- Selected passage
Economic stimulus enough to end global hunger

It’s been a disturbing week. I kept reading that things were getting much worse more quickly than anticipated.

The world economy is plunging into recession faster than predicted even a month ago. There is talk of interest rates falling to zero.

Global hunger is supposed to be heading into history. But in its State of Food Insecurity in the World published this week, the FAO reported that hunger is rising. The total of undernourished people is now close to one billion.

At the Poznan climate change conference, eminently sensible scientists queued up to convey their worries that temperatures are rising beyond the predictions of their computer models. The crucial IPCC reports published last year already look too cautious.

This conjunction of unseasonal misery is not itself what’s bothering me because my work with OneWorld Guides gives me plenty of warning. It’s the political responses emerging during the week that are unsettling.

On Monday Barack Obama’s transition team put out a strong signal that its first act in January will be a spending spree to kickstart the US economy, on a scale of hundreds of billions of dollars. On Friday the Europeans weighed in with 200 billion euros and the Japanese a similar figure.

- Extracted data
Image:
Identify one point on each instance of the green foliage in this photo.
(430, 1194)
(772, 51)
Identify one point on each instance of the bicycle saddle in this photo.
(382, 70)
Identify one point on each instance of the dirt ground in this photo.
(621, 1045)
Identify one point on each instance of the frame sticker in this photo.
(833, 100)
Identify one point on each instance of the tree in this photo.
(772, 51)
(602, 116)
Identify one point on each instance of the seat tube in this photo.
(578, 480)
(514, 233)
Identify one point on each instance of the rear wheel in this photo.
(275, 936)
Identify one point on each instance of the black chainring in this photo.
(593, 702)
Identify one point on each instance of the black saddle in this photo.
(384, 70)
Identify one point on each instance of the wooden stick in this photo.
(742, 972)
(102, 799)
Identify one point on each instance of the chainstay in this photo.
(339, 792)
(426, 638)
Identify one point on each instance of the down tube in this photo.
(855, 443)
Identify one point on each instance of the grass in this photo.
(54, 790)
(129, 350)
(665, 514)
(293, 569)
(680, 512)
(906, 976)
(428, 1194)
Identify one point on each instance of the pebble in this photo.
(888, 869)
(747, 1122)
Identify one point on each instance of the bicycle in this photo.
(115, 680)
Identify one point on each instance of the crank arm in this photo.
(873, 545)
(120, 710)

- Assignment 1
In the post on economic stimulus and global hunger, swap "FAO" for "Food and Agriculture Organization" and reproduce the passage from "Global hunger is" up to and including "look too cautious.".
- Assignment 2
Summarize the post on economic stimulus and global hunger in two sentences.
- Assignment 3
Write what comes next in the post on economic stimulus and global hunger, picking up after its last sentence.
The records were drawn from a separate source.

- Expected answer 1
Global hunger is supposed to be heading into history. But in its State of Food Insecurity in the World published this week, the Food and Agriculture Organization reported that hunger is rising. The total of undernourished people is now close to one billion.

At the Poznan climate change conference, eminently sensible scientists queued up to convey their worries that temperatures are rising beyond the predictions of their computer models. The crucial IPCC reports published last year already look too cautious.

- Expected answer 2
The world economy is sliding into recession faster than predicted, the FAO reports that hunger is rising with nearly one billion people undernourished, and scientists at the Poznan conference warned that temperatures are climbing beyond their models' predictions. What unsettles the writer is the political response, including the Obama transition team's planned spending spree of hundreds of billions of dollars and similar packages from Europe and Japan.

- Expected answer 3
On Tuesday the director-general of the FAO said there was “little sign” that the $30 billion pa cost of reviving agriculture in poor countries would be forthcoming.

At Poznan, countries failed to agree on any new financial mechanisms to support the UN Adaptation Fund. Created to help developing countries defend themselves against the effects of climate change, the Fund needs over $80 billion pa. It currently stands at $80 million.

I’m not sure that we can behold this week’s work and, in the style of Genesis, pronounce that it was very good.

I would prefer instead to borrow an idea of the Guardian columnist, Simon Jenkins, who suggested on Wednesday that the UK government’s economic recovery plan would work much better if the Chancellor simply gave every citizen £1,000 to spend.

I can’t help noticing that all the stimulus plans of the world’s rich countries are likely to add up to a nice round sum of $1,000 for each for those billion people fighting hunger.